> _INSTRUCTIONS TO FOLLOW_
Could you repeat the rows from their very beginning up to and including the line with "196 51 L 194", leaving the pictures out of your answer?

> _RECORDS SHOWN_
───
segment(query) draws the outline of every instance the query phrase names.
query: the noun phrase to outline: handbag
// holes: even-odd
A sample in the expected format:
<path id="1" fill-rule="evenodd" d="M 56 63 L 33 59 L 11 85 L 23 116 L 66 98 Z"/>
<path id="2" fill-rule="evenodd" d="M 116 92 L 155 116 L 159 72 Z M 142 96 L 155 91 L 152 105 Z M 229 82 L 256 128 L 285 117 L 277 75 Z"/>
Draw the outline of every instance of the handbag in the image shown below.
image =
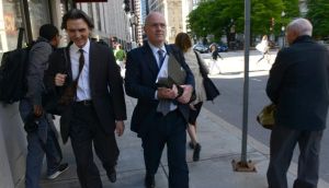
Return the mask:
<path id="1" fill-rule="evenodd" d="M 263 107 L 257 115 L 257 121 L 265 129 L 273 129 L 275 125 L 274 114 L 276 106 L 272 103 Z"/>
<path id="2" fill-rule="evenodd" d="M 208 78 L 203 78 L 203 86 L 206 92 L 207 101 L 214 101 L 218 95 L 220 95 L 214 82 Z"/>
<path id="3" fill-rule="evenodd" d="M 196 51 L 194 52 L 197 59 L 201 75 L 203 78 L 203 86 L 206 93 L 206 98 L 207 101 L 214 101 L 218 95 L 220 95 L 220 92 L 218 91 L 214 82 L 208 78 L 207 70 L 204 67 L 204 64 L 201 62 L 201 58 L 198 54 Z"/>

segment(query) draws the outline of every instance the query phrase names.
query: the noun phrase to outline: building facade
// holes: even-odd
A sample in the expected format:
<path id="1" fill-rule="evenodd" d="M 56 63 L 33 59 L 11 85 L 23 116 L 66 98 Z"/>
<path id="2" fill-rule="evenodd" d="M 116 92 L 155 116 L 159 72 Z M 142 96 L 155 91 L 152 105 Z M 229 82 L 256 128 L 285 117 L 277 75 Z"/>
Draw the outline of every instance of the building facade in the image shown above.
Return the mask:
<path id="1" fill-rule="evenodd" d="M 122 0 L 76 3 L 75 0 L 0 0 L 0 59 L 2 54 L 18 46 L 19 28 L 24 28 L 23 44 L 38 36 L 38 28 L 53 23 L 60 28 L 63 15 L 78 8 L 92 16 L 95 28 L 92 37 L 109 42 L 116 36 L 122 44 L 129 44 L 128 19 Z M 65 37 L 61 46 L 66 46 Z M 0 187 L 23 188 L 25 175 L 26 134 L 19 114 L 19 104 L 0 102 Z"/>

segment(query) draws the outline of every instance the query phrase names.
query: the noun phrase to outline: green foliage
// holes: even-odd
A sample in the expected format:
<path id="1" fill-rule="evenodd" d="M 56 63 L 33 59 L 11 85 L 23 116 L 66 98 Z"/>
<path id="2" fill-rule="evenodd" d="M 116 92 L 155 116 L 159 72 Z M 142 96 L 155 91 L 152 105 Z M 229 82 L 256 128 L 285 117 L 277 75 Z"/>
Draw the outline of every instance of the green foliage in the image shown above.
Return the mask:
<path id="1" fill-rule="evenodd" d="M 285 16 L 282 16 L 283 11 Z M 272 33 L 279 35 L 281 27 L 298 15 L 298 0 L 251 0 L 251 33 L 253 35 Z M 271 22 L 272 17 L 274 25 Z M 189 14 L 188 22 L 196 36 L 204 37 L 207 34 L 214 34 L 215 38 L 219 38 L 224 34 L 228 35 L 232 24 L 236 33 L 243 33 L 245 1 L 202 1 L 197 9 Z"/>
<path id="2" fill-rule="evenodd" d="M 329 1 L 308 0 L 306 17 L 313 23 L 314 36 L 318 39 L 329 35 Z"/>

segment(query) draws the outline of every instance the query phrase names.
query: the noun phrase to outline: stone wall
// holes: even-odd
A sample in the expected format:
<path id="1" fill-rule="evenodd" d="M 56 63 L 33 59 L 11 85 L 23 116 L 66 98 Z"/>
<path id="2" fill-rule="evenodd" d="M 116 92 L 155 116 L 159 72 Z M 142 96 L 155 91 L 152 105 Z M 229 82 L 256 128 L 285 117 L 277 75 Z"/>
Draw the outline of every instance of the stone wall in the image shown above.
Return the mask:
<path id="1" fill-rule="evenodd" d="M 23 188 L 26 139 L 19 105 L 0 104 L 0 187 Z"/>

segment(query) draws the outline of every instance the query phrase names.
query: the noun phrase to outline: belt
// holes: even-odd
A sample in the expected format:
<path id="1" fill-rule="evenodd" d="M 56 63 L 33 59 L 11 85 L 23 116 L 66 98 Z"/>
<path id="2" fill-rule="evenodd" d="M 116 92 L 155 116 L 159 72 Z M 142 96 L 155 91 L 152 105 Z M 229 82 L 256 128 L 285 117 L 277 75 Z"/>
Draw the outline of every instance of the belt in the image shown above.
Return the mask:
<path id="1" fill-rule="evenodd" d="M 83 106 L 91 106 L 92 101 L 91 99 L 84 99 L 84 101 L 76 102 L 76 104 L 83 105 Z"/>

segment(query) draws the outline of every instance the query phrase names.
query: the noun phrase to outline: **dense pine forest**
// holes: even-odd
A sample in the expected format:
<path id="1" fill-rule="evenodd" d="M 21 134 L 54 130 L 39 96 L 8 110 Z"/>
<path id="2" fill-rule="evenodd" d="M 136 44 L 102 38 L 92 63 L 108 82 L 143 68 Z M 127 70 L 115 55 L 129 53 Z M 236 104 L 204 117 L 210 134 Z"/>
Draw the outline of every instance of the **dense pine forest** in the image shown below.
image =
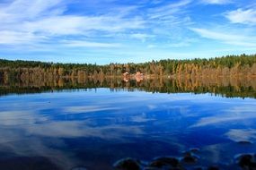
───
> _COMPLETE OUTPUT_
segment(query) draws the outline of every instance the query phrase names.
query: the noun phrase to outline: handbag
// holes: even-odd
A sample in the expected format:
<path id="1" fill-rule="evenodd" d="M 56 63 L 33 59 L 11 85 L 23 116 L 66 98 Z"/>
<path id="2" fill-rule="evenodd" d="M 116 92 L 155 116 L 159 72 Z M 142 96 L 155 91 L 152 105 Z M 229 82 L 256 128 L 285 117 L 277 75 Z"/>
Draw the outline of every instance of the handbag in the image shown below.
image =
Return the mask:
<path id="1" fill-rule="evenodd" d="M 263 107 L 257 115 L 257 121 L 265 129 L 273 129 L 275 125 L 274 114 L 276 106 L 272 103 Z"/>
<path id="2" fill-rule="evenodd" d="M 208 78 L 203 78 L 203 86 L 206 92 L 207 101 L 214 101 L 218 95 L 220 95 L 214 82 Z"/>
<path id="3" fill-rule="evenodd" d="M 196 51 L 194 52 L 197 59 L 201 75 L 203 78 L 203 86 L 206 93 L 206 98 L 207 101 L 214 101 L 218 95 L 220 95 L 220 92 L 218 91 L 214 82 L 208 78 L 207 70 L 204 67 L 204 64 L 201 62 L 201 58 L 198 54 Z"/>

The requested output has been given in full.